Entries from a point annotation set:

▶

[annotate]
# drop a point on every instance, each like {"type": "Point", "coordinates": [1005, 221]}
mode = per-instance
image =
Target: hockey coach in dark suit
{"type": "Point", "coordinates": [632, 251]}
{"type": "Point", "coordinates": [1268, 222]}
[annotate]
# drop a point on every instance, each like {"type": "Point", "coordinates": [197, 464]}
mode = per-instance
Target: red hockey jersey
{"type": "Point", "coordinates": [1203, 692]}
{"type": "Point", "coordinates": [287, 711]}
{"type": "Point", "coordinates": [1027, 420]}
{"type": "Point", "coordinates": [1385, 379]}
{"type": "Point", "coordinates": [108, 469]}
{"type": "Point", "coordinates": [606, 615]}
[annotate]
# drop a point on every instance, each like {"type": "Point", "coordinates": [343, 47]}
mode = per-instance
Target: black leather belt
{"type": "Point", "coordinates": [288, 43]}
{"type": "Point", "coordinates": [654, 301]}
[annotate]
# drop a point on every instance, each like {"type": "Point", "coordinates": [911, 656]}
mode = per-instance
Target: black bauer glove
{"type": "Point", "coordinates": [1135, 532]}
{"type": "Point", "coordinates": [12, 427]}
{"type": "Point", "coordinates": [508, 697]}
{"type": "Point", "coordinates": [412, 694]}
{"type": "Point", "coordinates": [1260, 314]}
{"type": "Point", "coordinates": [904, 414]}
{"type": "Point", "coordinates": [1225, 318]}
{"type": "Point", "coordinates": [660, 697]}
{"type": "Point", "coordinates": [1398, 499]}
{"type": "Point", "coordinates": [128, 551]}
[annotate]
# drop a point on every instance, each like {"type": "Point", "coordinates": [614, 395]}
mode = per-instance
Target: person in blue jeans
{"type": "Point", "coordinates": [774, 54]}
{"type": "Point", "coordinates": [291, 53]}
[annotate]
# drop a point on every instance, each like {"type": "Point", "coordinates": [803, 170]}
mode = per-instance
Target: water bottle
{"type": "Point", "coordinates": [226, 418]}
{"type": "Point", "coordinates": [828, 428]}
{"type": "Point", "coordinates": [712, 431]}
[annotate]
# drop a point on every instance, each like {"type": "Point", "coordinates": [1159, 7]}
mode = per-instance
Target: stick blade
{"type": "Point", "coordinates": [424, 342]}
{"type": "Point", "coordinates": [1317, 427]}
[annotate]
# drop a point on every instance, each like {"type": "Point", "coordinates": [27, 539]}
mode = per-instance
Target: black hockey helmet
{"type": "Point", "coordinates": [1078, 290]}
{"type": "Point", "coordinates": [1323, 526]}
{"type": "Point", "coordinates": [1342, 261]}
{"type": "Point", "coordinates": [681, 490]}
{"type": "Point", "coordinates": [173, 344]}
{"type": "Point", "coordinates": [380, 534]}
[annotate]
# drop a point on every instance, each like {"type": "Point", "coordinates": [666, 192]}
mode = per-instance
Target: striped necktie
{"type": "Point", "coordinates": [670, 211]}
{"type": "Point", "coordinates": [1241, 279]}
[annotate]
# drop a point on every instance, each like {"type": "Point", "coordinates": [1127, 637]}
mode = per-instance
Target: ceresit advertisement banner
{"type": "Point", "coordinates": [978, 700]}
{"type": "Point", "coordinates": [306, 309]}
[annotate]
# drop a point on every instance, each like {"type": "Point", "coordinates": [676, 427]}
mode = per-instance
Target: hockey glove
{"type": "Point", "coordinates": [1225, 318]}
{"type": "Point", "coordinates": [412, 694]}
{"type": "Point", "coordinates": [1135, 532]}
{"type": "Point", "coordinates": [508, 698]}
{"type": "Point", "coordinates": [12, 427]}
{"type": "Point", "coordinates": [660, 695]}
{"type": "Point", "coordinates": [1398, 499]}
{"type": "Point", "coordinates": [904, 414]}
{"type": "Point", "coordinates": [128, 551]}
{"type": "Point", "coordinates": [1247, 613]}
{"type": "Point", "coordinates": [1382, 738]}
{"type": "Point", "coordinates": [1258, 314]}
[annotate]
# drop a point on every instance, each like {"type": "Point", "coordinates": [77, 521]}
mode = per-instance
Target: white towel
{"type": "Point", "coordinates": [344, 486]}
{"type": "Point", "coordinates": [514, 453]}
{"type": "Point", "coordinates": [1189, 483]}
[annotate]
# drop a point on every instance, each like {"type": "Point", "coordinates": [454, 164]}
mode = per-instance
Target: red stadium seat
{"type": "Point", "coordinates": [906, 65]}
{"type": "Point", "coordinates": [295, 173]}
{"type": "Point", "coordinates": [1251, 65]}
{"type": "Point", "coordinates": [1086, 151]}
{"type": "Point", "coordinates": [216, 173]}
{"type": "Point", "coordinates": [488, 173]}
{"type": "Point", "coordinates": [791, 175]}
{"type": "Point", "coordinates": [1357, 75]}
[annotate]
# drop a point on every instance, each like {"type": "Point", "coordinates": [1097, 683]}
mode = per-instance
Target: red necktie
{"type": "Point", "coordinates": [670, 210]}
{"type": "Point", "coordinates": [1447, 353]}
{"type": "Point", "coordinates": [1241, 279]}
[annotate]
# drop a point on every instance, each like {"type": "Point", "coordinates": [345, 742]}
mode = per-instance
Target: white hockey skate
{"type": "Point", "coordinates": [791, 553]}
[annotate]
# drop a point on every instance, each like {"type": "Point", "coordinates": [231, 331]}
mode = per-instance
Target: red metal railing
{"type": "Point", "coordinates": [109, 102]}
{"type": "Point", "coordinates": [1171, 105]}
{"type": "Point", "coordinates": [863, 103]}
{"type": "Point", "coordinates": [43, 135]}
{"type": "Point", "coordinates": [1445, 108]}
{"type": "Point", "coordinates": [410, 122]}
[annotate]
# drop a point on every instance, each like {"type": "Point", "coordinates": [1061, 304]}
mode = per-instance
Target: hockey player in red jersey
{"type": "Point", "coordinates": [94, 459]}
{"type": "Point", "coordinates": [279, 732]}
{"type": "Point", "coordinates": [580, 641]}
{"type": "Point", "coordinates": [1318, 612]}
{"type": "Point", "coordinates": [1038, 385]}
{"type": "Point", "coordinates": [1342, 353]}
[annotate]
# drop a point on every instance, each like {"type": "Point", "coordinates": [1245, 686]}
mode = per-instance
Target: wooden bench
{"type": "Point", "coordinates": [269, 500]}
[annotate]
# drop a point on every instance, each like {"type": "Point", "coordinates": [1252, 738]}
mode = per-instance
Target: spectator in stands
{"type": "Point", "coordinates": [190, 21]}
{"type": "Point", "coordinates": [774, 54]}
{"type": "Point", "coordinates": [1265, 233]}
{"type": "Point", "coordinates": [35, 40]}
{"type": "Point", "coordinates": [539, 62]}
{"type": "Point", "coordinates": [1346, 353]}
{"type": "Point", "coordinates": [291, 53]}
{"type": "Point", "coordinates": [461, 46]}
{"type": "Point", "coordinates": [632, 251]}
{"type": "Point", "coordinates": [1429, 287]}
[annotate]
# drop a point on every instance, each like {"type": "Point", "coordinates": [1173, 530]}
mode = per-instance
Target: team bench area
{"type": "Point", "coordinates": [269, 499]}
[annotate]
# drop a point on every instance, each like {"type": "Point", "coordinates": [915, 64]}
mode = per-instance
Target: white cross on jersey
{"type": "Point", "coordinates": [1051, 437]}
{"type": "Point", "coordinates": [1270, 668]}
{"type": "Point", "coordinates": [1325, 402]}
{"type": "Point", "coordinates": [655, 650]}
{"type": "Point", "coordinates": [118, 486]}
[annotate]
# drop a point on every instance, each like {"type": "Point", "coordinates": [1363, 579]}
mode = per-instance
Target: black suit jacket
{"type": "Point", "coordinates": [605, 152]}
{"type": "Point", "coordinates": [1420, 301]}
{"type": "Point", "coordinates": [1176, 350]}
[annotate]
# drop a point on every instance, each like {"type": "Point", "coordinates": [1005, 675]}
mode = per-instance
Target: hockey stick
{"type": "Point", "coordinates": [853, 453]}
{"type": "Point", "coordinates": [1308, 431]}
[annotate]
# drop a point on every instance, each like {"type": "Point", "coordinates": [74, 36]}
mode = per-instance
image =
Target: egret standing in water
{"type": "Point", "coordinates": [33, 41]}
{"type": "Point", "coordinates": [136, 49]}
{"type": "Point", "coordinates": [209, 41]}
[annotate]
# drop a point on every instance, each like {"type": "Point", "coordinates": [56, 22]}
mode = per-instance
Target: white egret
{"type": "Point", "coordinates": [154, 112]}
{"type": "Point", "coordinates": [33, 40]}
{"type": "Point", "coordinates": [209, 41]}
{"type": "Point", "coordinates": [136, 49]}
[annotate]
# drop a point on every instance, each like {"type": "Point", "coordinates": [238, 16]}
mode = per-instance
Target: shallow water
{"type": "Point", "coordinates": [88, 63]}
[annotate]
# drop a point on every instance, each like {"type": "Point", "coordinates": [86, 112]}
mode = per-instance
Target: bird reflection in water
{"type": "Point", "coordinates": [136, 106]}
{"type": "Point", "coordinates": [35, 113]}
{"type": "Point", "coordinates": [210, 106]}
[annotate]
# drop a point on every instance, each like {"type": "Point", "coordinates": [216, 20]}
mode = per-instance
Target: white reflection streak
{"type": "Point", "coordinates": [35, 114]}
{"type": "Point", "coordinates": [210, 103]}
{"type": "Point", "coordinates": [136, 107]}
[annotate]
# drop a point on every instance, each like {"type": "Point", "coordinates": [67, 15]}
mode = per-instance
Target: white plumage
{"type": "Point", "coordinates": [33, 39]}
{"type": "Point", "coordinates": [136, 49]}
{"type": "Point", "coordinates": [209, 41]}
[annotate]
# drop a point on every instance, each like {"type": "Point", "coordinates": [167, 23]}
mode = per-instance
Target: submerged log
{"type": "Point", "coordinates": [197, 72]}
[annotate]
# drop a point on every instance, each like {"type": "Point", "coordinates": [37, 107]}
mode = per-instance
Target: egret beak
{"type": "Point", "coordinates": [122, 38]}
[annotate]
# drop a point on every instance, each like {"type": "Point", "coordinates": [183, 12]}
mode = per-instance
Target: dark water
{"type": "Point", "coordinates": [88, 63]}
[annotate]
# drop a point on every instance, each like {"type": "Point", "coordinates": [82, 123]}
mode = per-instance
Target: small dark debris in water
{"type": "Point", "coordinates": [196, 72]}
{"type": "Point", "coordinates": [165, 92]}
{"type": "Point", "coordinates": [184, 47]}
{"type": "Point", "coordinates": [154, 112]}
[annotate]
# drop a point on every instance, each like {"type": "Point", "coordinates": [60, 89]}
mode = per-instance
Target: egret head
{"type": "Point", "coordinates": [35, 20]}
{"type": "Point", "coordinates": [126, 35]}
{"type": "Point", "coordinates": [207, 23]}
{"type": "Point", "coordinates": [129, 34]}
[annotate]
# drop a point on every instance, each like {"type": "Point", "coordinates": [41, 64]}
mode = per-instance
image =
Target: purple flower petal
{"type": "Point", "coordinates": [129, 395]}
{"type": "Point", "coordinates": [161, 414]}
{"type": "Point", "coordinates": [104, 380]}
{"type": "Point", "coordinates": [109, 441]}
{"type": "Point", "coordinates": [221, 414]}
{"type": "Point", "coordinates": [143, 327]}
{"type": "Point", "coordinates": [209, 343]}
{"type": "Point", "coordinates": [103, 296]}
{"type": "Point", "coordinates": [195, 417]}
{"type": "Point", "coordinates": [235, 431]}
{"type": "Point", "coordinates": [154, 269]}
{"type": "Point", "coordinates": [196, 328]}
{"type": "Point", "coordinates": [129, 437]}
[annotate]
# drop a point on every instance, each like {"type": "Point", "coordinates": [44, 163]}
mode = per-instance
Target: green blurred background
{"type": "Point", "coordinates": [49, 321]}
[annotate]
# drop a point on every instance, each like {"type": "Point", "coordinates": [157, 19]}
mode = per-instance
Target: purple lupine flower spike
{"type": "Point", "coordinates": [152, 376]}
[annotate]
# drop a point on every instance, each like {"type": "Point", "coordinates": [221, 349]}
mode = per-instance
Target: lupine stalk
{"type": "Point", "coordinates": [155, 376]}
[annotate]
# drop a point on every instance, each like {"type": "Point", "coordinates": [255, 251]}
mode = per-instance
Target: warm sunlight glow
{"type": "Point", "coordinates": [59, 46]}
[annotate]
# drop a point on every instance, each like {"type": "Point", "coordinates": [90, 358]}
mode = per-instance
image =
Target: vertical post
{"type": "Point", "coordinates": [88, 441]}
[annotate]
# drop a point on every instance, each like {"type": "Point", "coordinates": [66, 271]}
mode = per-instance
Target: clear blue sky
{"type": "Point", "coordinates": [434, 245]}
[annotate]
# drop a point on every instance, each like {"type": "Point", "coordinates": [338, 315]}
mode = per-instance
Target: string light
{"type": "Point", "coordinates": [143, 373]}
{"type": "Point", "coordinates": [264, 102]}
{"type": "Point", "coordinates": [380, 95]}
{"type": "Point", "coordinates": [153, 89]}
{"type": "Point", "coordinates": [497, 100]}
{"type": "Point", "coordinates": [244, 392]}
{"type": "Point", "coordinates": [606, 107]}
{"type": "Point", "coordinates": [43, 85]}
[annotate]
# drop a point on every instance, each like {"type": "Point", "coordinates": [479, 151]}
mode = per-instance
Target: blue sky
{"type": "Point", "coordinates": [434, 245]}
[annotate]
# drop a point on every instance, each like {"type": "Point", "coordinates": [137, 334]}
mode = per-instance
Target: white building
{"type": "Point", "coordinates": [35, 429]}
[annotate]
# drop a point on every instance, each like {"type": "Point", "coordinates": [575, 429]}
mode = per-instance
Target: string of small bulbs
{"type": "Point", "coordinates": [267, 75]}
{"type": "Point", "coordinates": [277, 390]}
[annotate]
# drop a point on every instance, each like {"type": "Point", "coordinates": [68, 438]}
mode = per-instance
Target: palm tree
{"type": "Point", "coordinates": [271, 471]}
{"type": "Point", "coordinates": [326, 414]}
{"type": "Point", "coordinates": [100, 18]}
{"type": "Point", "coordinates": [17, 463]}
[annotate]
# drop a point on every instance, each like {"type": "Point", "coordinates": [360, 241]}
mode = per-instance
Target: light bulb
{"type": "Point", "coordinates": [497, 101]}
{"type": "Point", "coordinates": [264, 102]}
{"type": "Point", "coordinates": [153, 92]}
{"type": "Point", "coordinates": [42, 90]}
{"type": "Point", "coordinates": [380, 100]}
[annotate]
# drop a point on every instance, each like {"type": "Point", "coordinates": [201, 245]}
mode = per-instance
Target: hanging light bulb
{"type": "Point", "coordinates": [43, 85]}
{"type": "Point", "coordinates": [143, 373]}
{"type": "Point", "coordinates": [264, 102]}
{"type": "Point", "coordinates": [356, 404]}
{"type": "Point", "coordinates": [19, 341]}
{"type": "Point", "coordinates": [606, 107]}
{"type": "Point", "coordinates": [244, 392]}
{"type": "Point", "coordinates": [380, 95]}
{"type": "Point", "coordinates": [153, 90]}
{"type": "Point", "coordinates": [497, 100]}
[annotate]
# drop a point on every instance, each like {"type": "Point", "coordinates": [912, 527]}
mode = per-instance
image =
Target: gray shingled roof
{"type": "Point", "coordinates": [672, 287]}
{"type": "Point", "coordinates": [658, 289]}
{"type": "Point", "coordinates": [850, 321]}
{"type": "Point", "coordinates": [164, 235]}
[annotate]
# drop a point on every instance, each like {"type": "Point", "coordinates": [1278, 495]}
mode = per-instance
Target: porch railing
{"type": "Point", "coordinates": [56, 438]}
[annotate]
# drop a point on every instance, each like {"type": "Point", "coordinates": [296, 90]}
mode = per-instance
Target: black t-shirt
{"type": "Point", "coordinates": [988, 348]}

◀

GOAL OF THE EXERCISE | Return each line in the rows above that contains the word "railing". Case counts.

EXERCISE ANSWER |
Target: red metal railing
Target: porch railing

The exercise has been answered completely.